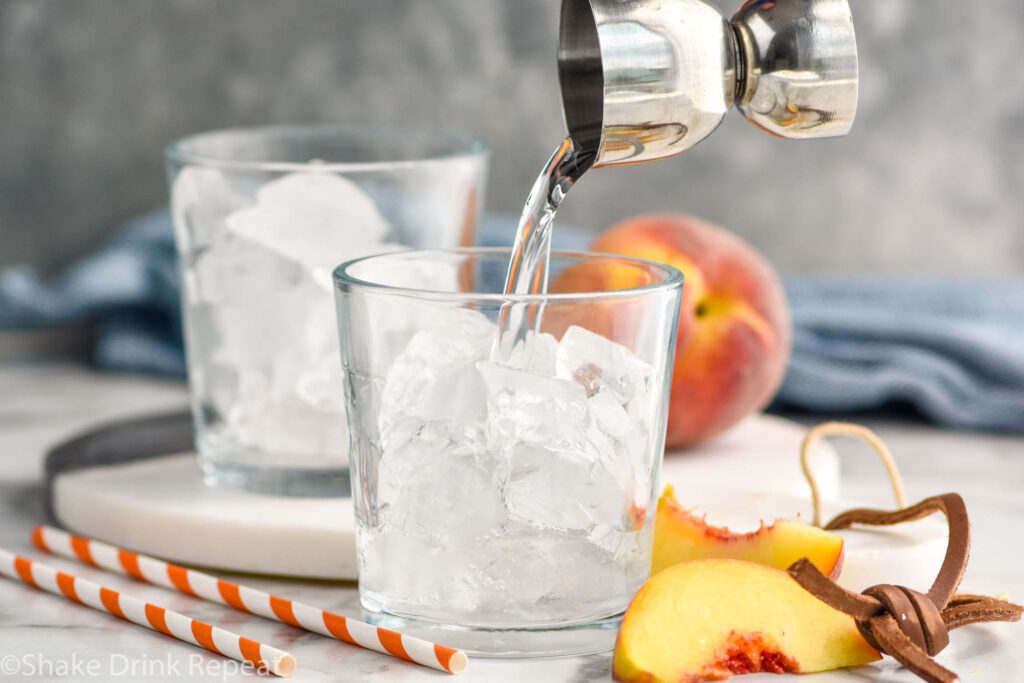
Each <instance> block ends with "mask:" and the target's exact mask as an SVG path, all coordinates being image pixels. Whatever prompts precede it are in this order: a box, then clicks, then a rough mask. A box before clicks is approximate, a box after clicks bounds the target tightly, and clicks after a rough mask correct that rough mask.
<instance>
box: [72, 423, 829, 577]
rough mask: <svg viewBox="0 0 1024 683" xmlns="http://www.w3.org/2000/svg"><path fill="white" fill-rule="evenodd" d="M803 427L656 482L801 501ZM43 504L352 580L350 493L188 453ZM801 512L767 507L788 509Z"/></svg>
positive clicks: (700, 500)
mask: <svg viewBox="0 0 1024 683" xmlns="http://www.w3.org/2000/svg"><path fill="white" fill-rule="evenodd" d="M805 432H806V429H805V428H804V427H803V426H801V425H798V424H796V423H794V422H791V421H788V420H784V419H781V418H776V417H771V416H754V417H752V418H749V419H748V420H745V421H744V422H742V423H741V424H739V425H738V426H737V427H735V428H734V429H732V430H731V431H730V432H729V433H727V434H725V435H724V436H722V437H720V438H719V439H716V440H715V441H713V442H711V443H709V444H707V445H703V446H700V447H697V449H695V450H692V451H687V452H685V453H670V454H667V456H666V459H665V465H664V467H663V470H662V483H663V485H664V484H665V483H672V484H673V485H674V486H675V487H676V492H677V498H678V499H679V500H680V501H681V502H684V503H685V504H687V505H700V506H701V507H703V508H705V509H708V510H711V511H712V512H713V513H714V504H715V501H716V500H721V499H722V498H723V497H731V500H730V502H729V506H728V507H729V509H730V510H733V511H734V510H735V509H736V506H737V502H738V504H739V505H740V507H742V506H743V503H742V502H743V501H748V500H749V501H750V502H751V512H752V514H764V513H763V512H758V511H757V507H758V503H757V500H758V499H759V498H760V497H763V496H765V495H768V496H770V497H784V498H786V499H788V500H793V501H807V505H806V506H804V507H803V508H802V510H803V511H806V510H809V508H810V503H809V501H810V495H809V489H808V487H807V483H806V482H805V481H804V477H803V474H802V473H801V470H800V462H799V453H800V443H801V440H802V439H803V437H804V434H805ZM813 463H814V469H815V472H816V473H817V476H818V481H819V485H820V487H821V492H822V496H823V498H825V499H836V498H838V495H839V479H840V469H839V458H838V456H837V454H836V452H835V450H833V449H831V446H829V445H828V444H827V443H825V442H823V441H819V442H817V443H816V444H815V446H814V454H813ZM52 497H53V498H52V509H53V512H54V515H55V516H56V518H57V520H58V521H59V522H60V523H61V524H62V525H63V526H66V527H67V528H68V529H70V530H72V531H74V532H77V533H80V535H82V536H88V537H91V538H95V539H100V540H102V541H106V542H108V543H112V544H115V545H117V546H121V547H123V548H128V549H131V550H135V551H138V552H142V553H146V554H150V555H156V556H159V557H164V558H167V559H169V560H172V561H176V562H181V563H185V564H194V565H201V566H207V567H213V568H219V569H227V570H232V571H245V572H250V573H266V574H276V575H287V577H301V578H310V579H331V580H339V579H341V580H354V579H356V563H355V544H354V531H355V524H354V518H353V512H352V505H351V500H350V499H347V498H345V499H309V498H282V497H276V496H264V495H257V494H250V493H245V492H240V490H232V489H227V488H212V487H208V486H206V485H204V484H203V481H202V478H201V476H200V472H199V468H198V466H197V464H196V457H195V455H193V454H181V455H177V456H167V457H160V458H153V459H147V460H140V461H135V462H131V463H126V464H121V465H112V466H104V467H92V468H88V469H80V470H73V471H69V472H65V473H61V474H58V475H57V476H56V477H55V478H54V480H53V485H52ZM798 511H800V510H778V511H773V513H772V514H770V515H769V516H791V515H792V514H795V513H796V512H798Z"/></svg>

Action item: From the material above, pull out every line in which the word "rough" appears, copying each such line in full.

Result of this task:
Each <instance> block ends with "mask:" and the target's exact mask as an SVG path, all coordinates being image pixels. Whatever prompts precede it are in this order: a box, then clicks, then a rough mask. A box before clicks is approximate, a box after clicks bounds the target tightly, and clicks after a rough mask correct that rough mask.
rough mask: <svg viewBox="0 0 1024 683" xmlns="http://www.w3.org/2000/svg"><path fill="white" fill-rule="evenodd" d="M803 427L656 482L801 501ZM43 504L352 580L350 493L188 453ZM801 512L767 507L788 509Z"/></svg>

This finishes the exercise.